**Information given**
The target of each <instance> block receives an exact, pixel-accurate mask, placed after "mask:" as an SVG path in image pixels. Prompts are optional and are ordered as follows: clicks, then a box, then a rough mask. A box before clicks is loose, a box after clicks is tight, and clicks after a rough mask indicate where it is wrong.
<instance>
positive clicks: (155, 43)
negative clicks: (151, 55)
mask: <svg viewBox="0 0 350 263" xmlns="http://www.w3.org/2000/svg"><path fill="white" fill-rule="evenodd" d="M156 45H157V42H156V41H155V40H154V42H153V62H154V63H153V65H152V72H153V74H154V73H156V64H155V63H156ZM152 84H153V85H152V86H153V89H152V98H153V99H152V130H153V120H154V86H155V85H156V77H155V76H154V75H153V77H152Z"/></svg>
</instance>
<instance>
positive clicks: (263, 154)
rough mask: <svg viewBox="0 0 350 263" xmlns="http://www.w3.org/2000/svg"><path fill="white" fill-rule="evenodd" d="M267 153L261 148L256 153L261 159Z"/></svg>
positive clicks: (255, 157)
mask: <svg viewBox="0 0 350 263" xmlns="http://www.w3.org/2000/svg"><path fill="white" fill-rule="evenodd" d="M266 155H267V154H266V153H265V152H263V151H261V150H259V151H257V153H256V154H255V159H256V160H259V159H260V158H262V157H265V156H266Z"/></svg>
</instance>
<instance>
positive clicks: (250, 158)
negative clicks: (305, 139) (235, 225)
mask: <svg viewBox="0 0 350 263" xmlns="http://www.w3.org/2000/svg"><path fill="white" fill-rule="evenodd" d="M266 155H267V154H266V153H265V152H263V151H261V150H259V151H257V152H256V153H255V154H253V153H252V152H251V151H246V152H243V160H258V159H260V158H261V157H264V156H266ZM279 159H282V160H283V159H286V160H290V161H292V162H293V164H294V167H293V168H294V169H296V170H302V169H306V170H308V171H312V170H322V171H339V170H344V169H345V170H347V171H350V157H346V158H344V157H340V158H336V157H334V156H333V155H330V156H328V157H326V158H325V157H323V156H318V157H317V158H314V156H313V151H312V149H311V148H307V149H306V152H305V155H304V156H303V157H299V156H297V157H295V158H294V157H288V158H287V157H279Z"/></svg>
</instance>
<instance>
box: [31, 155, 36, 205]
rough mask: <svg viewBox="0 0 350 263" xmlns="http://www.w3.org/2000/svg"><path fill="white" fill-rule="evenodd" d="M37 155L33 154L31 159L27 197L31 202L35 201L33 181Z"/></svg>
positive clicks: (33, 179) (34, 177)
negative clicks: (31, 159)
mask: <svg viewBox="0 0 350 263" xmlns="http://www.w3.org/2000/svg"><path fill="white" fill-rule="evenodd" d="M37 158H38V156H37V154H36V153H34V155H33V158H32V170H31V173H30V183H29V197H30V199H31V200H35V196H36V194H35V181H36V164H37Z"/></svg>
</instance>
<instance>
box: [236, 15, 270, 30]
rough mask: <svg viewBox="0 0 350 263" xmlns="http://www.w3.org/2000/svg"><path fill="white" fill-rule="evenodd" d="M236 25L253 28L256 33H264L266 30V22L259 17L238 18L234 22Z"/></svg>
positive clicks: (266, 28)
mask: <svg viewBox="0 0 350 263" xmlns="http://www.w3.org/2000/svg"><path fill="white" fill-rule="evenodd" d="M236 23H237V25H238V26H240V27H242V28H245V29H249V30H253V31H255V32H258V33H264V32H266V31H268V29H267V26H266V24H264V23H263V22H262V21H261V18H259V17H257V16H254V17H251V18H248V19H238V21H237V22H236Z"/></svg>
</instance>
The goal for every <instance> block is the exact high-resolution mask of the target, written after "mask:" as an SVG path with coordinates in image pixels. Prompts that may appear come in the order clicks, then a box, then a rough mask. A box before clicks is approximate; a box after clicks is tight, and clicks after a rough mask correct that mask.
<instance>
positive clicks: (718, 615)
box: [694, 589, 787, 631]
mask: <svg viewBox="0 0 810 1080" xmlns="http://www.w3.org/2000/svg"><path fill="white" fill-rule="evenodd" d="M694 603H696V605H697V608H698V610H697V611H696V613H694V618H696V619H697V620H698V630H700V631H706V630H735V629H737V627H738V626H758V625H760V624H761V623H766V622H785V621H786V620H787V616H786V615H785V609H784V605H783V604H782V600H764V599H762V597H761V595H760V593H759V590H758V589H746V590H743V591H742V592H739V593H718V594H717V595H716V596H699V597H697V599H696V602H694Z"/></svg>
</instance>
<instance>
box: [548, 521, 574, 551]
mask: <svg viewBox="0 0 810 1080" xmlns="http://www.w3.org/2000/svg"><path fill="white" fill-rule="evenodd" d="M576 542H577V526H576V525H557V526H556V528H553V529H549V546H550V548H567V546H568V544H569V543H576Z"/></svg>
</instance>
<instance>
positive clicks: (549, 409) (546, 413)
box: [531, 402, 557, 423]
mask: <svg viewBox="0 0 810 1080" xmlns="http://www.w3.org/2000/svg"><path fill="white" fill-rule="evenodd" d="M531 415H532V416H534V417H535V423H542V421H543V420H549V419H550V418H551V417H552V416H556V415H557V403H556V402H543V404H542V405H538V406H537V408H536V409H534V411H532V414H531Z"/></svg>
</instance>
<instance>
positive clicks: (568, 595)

**Exercise description**
Print the whole listing above exactly, please.

**Solution**
The target of each <instance> block receives an exact, pixel-accurate mask, placed after "mask:" as an SVG path in image pixels. Prompts are optional and are ordered as follows: clicks, then a box, then a rough mask. A box before clicks is loose, a box after clicks is tight, and clicks after a rough mask indicate where it is wrong.
<instance>
positive clicks: (155, 43)
negative clicks: (151, 55)
mask: <svg viewBox="0 0 350 263" xmlns="http://www.w3.org/2000/svg"><path fill="white" fill-rule="evenodd" d="M156 45H157V42H156V41H155V40H154V42H153V62H154V63H153V65H152V72H153V74H154V73H156V64H155V63H156ZM152 84H153V85H152V86H153V89H152V98H153V99H152V130H153V120H154V86H155V85H156V77H155V76H154V75H153V77H152Z"/></svg>
</instance>
<instance>
positive clicks: (263, 154)
rough mask: <svg viewBox="0 0 350 263" xmlns="http://www.w3.org/2000/svg"><path fill="white" fill-rule="evenodd" d="M267 153L261 148L256 153L261 159Z"/></svg>
positive clicks: (255, 157)
mask: <svg viewBox="0 0 350 263" xmlns="http://www.w3.org/2000/svg"><path fill="white" fill-rule="evenodd" d="M266 155H267V154H266V153H265V152H263V151H261V150H259V151H257V153H256V154H255V159H256V160H259V159H260V158H262V157H265V156H266Z"/></svg>
</instance>
<instance>
positive clicks: (250, 158)
negative clicks: (305, 139) (235, 225)
mask: <svg viewBox="0 0 350 263" xmlns="http://www.w3.org/2000/svg"><path fill="white" fill-rule="evenodd" d="M266 155H267V154H266V153H265V152H263V151H261V150H259V151H257V152H256V153H255V154H253V153H252V152H251V151H246V152H243V160H258V159H260V158H261V157H264V156H266ZM279 159H282V160H283V159H286V160H290V161H292V162H293V164H294V167H293V168H294V169H296V170H302V169H306V170H308V171H312V170H322V171H339V170H344V169H345V170H347V171H350V157H346V158H344V157H340V158H336V157H334V156H333V155H330V156H328V157H326V158H325V157H323V156H318V157H317V158H314V156H313V151H312V149H311V148H307V149H306V152H305V155H304V156H303V157H299V156H297V157H295V158H294V157H288V158H287V157H279Z"/></svg>
</instance>
<instance>
box: [31, 155, 36, 205]
rough mask: <svg viewBox="0 0 350 263" xmlns="http://www.w3.org/2000/svg"><path fill="white" fill-rule="evenodd" d="M37 155L33 154L31 159L27 197L31 202L35 201L33 181Z"/></svg>
positive clicks: (33, 179) (34, 177)
negative clicks: (31, 159)
mask: <svg viewBox="0 0 350 263" xmlns="http://www.w3.org/2000/svg"><path fill="white" fill-rule="evenodd" d="M37 158H38V156H37V154H36V153H34V155H33V158H32V170H31V173H30V183H29V197H30V199H31V200H35V196H36V194H35V181H36V164H37Z"/></svg>
</instance>
<instance>
box: [236, 15, 270, 30]
rough mask: <svg viewBox="0 0 350 263" xmlns="http://www.w3.org/2000/svg"><path fill="white" fill-rule="evenodd" d="M236 25L253 28L256 33H264L266 30V22L259 17L238 18L234 22Z"/></svg>
positive clicks: (266, 28)
mask: <svg viewBox="0 0 350 263" xmlns="http://www.w3.org/2000/svg"><path fill="white" fill-rule="evenodd" d="M236 23H237V25H238V26H240V27H242V28H245V29H249V30H253V31H255V32H258V33H264V32H266V31H268V29H267V26H266V24H264V23H263V22H262V21H261V18H259V17H257V16H254V17H251V18H248V19H238V21H237V22H236Z"/></svg>
</instance>
The goal for every <instance> block is the exact high-resolution mask of the target, written after "mask:" as an SVG path with coordinates in image pixels. Prompts that may appear come in the order clicks, then a box, then a rough mask. A box before clicks is approximate; a box after clicks is tight, and clicks after a rough mask correct that mask.
<instance>
positive clicks: (718, 615)
box: [694, 589, 787, 631]
mask: <svg viewBox="0 0 810 1080" xmlns="http://www.w3.org/2000/svg"><path fill="white" fill-rule="evenodd" d="M694 603H696V605H697V608H698V610H697V611H696V613H694V618H696V619H697V620H698V630H700V631H706V630H735V629H737V627H738V626H758V625H760V624H761V623H766V622H785V621H786V620H787V616H786V615H785V609H784V605H783V604H782V600H764V599H762V597H761V595H760V593H759V590H758V589H746V590H743V591H742V592H739V593H718V594H717V595H716V596H699V597H697V599H696V602H694Z"/></svg>
</instance>
<instance>
box: [548, 521, 574, 551]
mask: <svg viewBox="0 0 810 1080" xmlns="http://www.w3.org/2000/svg"><path fill="white" fill-rule="evenodd" d="M576 542H577V526H576V525H557V526H556V528H553V529H549V546H550V548H567V546H568V544H569V543H576Z"/></svg>
</instance>
<instance>
positive clicks: (549, 409) (546, 413)
box: [531, 402, 557, 423]
mask: <svg viewBox="0 0 810 1080" xmlns="http://www.w3.org/2000/svg"><path fill="white" fill-rule="evenodd" d="M531 415H532V416H534V417H535V423H542V421H543V420H549V419H550V418H551V417H552V416H556V415H557V403H556V402H543V404H542V405H538V406H537V408H536V409H534V411H532V414H531Z"/></svg>
</instance>
<instance>
positive clicks: (568, 595)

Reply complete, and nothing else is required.